__Work instructions__
Write out everything from the first line of the entries below down to and including the line containing "pixel 148 202". Reproduce each line unchanged.

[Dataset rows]
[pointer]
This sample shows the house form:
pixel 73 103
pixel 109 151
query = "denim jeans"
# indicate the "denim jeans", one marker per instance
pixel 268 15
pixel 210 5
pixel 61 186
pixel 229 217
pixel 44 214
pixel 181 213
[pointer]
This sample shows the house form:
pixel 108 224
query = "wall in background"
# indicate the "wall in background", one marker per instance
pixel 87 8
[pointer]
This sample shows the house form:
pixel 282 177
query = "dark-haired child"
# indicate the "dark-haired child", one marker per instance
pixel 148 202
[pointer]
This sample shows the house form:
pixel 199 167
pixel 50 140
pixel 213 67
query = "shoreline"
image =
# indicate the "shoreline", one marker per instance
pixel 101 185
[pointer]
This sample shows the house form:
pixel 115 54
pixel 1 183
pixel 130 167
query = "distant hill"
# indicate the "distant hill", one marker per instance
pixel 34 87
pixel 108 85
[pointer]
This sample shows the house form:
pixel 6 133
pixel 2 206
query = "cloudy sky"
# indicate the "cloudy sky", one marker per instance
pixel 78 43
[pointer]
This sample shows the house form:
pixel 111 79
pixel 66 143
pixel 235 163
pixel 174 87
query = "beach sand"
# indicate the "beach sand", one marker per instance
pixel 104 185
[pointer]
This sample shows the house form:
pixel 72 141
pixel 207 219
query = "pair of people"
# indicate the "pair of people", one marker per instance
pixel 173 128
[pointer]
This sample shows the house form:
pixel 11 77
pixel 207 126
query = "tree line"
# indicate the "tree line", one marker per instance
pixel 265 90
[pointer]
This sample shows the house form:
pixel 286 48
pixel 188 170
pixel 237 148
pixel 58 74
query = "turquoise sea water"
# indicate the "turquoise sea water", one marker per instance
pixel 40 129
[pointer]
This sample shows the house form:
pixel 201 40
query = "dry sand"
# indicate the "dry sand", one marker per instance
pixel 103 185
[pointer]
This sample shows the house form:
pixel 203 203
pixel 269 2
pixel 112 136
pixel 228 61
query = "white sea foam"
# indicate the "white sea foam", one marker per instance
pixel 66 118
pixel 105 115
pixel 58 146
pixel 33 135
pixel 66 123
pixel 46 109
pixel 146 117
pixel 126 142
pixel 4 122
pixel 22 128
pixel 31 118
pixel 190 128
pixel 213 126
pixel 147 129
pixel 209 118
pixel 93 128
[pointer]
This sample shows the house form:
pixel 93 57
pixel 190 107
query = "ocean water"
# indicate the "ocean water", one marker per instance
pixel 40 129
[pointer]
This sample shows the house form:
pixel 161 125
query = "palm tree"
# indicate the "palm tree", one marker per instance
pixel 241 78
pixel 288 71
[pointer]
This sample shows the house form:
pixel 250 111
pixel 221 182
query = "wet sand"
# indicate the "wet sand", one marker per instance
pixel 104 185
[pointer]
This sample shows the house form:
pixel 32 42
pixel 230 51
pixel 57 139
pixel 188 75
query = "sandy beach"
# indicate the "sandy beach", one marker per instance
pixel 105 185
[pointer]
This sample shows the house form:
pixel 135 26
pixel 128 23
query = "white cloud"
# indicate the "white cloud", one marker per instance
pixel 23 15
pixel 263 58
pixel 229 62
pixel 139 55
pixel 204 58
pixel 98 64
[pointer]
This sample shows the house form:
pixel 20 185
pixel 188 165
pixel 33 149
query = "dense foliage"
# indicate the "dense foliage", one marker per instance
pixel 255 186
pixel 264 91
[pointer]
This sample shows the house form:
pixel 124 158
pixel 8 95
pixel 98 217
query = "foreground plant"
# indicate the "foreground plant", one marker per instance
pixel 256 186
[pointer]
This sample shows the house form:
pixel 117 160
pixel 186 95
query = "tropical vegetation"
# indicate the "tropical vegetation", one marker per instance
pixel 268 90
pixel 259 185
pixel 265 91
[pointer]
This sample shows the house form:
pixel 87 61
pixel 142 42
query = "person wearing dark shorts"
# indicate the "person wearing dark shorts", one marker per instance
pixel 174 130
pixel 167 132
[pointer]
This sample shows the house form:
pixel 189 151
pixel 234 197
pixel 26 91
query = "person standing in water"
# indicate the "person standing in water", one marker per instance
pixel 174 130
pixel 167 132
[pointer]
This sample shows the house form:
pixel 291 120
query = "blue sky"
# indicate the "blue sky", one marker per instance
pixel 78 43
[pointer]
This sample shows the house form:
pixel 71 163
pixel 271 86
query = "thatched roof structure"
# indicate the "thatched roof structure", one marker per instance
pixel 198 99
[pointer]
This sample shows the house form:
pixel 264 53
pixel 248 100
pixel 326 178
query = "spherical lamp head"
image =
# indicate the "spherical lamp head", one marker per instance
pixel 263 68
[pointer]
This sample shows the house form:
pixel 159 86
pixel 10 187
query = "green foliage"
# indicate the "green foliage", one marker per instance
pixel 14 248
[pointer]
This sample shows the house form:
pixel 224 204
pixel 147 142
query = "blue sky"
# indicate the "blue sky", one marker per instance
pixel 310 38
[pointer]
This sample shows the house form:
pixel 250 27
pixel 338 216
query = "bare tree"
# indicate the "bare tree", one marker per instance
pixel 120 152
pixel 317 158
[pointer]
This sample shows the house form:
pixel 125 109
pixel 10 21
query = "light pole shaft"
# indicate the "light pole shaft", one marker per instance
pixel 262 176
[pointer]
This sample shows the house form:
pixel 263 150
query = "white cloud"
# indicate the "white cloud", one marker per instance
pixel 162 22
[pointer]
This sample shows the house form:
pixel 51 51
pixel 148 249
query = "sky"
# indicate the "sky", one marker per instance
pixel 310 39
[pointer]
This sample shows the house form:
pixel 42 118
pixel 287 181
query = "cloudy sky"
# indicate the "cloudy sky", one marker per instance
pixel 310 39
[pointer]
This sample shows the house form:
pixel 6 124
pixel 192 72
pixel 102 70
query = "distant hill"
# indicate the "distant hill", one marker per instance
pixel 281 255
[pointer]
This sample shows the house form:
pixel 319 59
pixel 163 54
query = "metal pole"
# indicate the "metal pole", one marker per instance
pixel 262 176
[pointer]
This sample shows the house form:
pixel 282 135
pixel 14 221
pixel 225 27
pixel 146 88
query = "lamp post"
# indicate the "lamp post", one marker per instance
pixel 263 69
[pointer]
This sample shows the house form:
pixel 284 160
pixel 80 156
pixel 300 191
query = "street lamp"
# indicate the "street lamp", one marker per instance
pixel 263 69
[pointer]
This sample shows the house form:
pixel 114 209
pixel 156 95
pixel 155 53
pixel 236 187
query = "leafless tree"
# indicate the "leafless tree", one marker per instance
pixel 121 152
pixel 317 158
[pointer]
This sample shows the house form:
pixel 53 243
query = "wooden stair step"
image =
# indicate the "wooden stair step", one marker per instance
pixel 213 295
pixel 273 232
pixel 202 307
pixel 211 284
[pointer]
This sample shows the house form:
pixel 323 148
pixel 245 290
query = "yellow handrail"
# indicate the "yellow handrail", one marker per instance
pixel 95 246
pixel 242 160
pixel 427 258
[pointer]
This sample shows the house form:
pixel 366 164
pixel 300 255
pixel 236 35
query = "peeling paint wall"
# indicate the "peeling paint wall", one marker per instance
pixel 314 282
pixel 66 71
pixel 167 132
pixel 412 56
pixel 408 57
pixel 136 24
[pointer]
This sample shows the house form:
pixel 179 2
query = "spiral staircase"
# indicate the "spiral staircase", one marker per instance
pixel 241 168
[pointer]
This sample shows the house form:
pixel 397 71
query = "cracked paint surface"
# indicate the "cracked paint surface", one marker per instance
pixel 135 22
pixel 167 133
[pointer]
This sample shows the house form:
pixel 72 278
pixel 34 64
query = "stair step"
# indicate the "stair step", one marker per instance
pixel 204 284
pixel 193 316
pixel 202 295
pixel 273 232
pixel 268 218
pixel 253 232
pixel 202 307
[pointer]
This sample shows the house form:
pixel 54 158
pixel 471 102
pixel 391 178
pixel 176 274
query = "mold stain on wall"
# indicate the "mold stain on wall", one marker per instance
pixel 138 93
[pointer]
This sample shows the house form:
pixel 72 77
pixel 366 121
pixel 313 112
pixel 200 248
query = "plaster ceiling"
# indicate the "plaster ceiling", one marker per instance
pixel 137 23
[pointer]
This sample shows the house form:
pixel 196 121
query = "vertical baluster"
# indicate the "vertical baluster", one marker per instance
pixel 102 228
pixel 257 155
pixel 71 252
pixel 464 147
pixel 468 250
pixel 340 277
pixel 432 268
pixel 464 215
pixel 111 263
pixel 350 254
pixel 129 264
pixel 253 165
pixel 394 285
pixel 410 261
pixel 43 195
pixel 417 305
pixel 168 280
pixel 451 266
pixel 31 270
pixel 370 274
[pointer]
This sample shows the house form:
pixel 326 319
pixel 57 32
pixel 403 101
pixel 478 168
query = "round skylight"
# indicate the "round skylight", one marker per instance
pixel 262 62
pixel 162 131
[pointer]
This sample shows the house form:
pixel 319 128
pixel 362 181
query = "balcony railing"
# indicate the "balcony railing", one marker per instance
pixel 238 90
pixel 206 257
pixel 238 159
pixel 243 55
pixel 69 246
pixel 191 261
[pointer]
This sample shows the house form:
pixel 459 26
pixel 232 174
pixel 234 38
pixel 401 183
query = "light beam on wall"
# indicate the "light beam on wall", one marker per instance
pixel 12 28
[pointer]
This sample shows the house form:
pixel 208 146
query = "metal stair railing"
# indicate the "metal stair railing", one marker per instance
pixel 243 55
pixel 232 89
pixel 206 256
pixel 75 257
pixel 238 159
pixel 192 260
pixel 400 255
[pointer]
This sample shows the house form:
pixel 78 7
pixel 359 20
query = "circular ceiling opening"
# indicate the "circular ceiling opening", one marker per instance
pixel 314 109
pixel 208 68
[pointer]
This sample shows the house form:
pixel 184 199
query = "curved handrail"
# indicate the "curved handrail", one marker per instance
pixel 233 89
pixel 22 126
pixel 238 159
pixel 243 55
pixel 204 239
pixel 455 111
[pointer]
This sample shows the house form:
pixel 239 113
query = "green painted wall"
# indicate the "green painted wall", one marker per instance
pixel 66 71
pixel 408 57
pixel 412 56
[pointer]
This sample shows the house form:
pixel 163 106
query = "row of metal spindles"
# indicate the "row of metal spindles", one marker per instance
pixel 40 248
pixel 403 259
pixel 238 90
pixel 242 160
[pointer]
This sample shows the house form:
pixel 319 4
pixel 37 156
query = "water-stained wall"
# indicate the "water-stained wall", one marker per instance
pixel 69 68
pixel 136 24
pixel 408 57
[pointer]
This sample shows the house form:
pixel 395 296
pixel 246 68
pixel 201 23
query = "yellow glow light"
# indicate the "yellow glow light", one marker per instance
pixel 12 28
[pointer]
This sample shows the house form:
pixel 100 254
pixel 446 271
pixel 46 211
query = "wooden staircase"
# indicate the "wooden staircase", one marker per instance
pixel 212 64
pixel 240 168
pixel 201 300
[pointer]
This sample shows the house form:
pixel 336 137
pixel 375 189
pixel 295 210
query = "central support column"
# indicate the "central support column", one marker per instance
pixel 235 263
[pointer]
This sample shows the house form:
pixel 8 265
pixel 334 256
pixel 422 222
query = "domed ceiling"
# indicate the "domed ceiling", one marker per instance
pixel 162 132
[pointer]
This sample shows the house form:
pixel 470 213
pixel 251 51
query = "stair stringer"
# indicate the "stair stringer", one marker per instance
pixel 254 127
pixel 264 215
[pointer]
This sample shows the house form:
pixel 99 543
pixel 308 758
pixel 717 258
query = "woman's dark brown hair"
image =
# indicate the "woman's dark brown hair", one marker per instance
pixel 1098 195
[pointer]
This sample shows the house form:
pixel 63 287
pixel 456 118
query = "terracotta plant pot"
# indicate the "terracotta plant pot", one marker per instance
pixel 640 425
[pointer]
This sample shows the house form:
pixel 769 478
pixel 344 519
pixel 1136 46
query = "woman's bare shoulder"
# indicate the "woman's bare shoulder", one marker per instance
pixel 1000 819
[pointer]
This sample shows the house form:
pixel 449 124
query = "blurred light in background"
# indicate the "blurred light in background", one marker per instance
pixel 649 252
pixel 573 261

__Answer to this problem__
[pointer]
This sample shows the house form:
pixel 73 103
pixel 109 151
query = "denim jeans"
# indicate the "denim jeans", one marker per instance
pixel 268 15
pixel 210 5
pixel 61 186
pixel 229 217
pixel 44 214
pixel 181 213
[pointer]
This sample shows the house form:
pixel 108 224
query = "wall in background"
# indicate the "wall in background", one marker per instance
pixel 87 8
[pointer]
This sample shows the house form:
pixel 282 177
query = "dark-haired child"
# indicate the "dark-haired child", one marker per instance
pixel 148 202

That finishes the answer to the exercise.